__Task objective__.
The records that follow must be repeated verbatim, every one of them.

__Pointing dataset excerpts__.
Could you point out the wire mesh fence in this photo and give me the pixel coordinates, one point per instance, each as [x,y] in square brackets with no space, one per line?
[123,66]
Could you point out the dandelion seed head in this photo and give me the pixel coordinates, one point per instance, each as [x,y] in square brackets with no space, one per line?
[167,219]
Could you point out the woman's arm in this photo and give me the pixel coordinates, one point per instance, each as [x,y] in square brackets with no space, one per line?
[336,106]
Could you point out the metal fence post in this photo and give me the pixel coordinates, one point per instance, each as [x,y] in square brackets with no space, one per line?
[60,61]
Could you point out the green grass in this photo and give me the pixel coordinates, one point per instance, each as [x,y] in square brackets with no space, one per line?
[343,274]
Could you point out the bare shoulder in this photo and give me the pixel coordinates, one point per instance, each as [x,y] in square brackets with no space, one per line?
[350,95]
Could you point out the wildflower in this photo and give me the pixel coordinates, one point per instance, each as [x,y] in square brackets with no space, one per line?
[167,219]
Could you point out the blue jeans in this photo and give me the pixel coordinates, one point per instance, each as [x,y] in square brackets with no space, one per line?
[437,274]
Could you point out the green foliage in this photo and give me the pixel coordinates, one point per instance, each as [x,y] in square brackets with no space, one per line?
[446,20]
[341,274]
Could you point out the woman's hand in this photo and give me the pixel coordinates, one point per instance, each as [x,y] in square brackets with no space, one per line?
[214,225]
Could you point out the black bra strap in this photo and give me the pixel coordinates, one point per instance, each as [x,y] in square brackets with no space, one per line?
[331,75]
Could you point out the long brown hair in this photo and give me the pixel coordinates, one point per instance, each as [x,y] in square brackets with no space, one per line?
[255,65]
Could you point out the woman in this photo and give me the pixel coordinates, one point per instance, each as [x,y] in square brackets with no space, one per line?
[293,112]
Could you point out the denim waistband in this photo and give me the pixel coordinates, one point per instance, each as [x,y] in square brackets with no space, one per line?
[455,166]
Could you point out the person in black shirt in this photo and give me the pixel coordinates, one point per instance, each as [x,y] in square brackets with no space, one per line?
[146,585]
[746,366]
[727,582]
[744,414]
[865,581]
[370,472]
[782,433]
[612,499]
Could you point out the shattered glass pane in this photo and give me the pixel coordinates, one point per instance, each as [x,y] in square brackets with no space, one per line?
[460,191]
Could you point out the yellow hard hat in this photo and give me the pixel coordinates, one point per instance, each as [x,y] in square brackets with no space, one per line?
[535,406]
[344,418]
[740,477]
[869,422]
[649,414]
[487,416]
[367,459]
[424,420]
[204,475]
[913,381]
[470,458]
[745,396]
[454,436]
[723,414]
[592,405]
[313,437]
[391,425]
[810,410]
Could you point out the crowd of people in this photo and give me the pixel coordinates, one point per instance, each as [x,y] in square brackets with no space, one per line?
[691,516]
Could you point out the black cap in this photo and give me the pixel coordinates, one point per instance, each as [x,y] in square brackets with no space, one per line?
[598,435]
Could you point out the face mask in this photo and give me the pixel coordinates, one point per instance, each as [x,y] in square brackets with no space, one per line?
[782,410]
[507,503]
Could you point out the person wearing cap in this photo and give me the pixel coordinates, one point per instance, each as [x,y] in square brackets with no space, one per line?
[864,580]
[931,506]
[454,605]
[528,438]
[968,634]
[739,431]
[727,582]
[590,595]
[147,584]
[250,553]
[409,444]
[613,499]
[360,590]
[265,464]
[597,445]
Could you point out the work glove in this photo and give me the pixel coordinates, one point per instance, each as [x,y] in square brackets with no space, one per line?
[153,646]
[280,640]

__The result__.
Could you point out the wire mesh fence in this photo and give me the pixel coordinates, one point per instance, each as [x,y] in square brackets with no space, one per line?
[123,66]
Could you point out the dandelion seed head in this photo and give me the pixel coordinates, one point per instance, each as [x,y] in square brackets with no space, one per line?
[167,219]
Could you point out the woman's arm in this photo and give me the pixel coordinates, one point per instance, each as [x,y] in square brackets with no space, one per line?
[336,106]
Could you point out the metal fence post in this photo and give me the pixel coordinates, one point per instance, each as [x,y] in square brackets with no space, one per line?
[60,61]
Could you point out the green grass in this photo and give me the pixel coordinates, one point per instance, each as [x,y] in square brackets with no space, one per line?
[343,274]
Could you point out the bare shoulder in this photo and give me the pixel coordinates, one point per instance, each as [x,y] in square brackets with no space, one per line?
[350,95]
Could you point out the wildflower in this photo and give me the pixel coordinates, one point per instance, each as [x,y] in square brackets with no space, one per line?
[167,219]
Could you point out the blue jeans in this photo and give me the pixel coordinates, one point per instance, each as [x,y] in square brackets with no space, one per line?
[437,274]
Could you point out the green foliage in this photo and give me the pixel coordinates, one point per instance, each as [x,y] in square brackets with no space, one per line?
[446,20]
[341,274]
Could you point out the woman's hand in this photo and give me the pixel coordinates, one point per instance, each as [x,y] in square brackets with no space, one per line?
[214,225]
Could you point out the black bra strap in this photo and give me the pixel coordinates, one point per instance, each as [x,y] in square brackets with no space, one per line?
[331,75]
Could you point out the long brown hair in this photo and give me the pixel coordinates, one point per instance, each as [x,y] in square brackets with no space, one per line?
[255,65]
Could you point out the woman in this photo and give me the pixel coordinates, one point per instance, each as [x,y] in square brackets with no space, one per line?
[293,112]
Could you point out the denim waistband in this photo and give me the pixel coordinates, one point per instance, each as [x,y] in square brackets with no space, one per line?
[455,166]
Could you point out the person in black shirt in this photo and give me the pixel coordinates, one point per instance, each as [x,y] in square brackets with no space, one per line?
[146,585]
[746,366]
[727,582]
[744,414]
[865,581]
[370,472]
[782,433]
[612,499]
Could you point out the shattered glass pane in this photo and give me the pixel coordinates, one point per instance, each as [x,y] in square brackets with no space, one per line?
[460,191]
Could you point out the yellow hard hat in this photo and give me the pixel coordinates, one point per instance, each as [x,y] in square brackets with no space, one per line?
[535,406]
[344,418]
[740,477]
[869,422]
[649,414]
[487,416]
[367,459]
[424,420]
[204,475]
[913,381]
[470,458]
[745,396]
[454,436]
[723,414]
[592,405]
[313,437]
[391,425]
[810,410]
Could you point out the crowd of people in this photo and give me the pixel coordinates, one point per instance, each as [x,y] in square brackets with no space, one per line?
[691,516]
Could you point out the black cap in this photo and give me the pixel coordinates, one point per instance, each as [x,y] in square brackets with no space, one per line?
[598,435]
Could you point out the face mask in this photo and give me the pixel coordinates, one point per instance, each as [x,y] in square brackets with no space, one per line?
[782,410]
[507,503]
Could you point out the person wearing cap in this photo and give me the pixel coordinates, one point per instance, each as [x,y] in square brackets with no space, one per line?
[864,580]
[931,506]
[454,605]
[528,438]
[968,634]
[739,431]
[727,582]
[590,595]
[147,584]
[250,553]
[409,444]
[613,499]
[360,590]
[265,464]
[597,445]
Could you point out the work glove in this photo and give me the pixel coordinates, one point per instance, each as [x,y] in square brackets with no space, one per line?
[153,646]
[280,640]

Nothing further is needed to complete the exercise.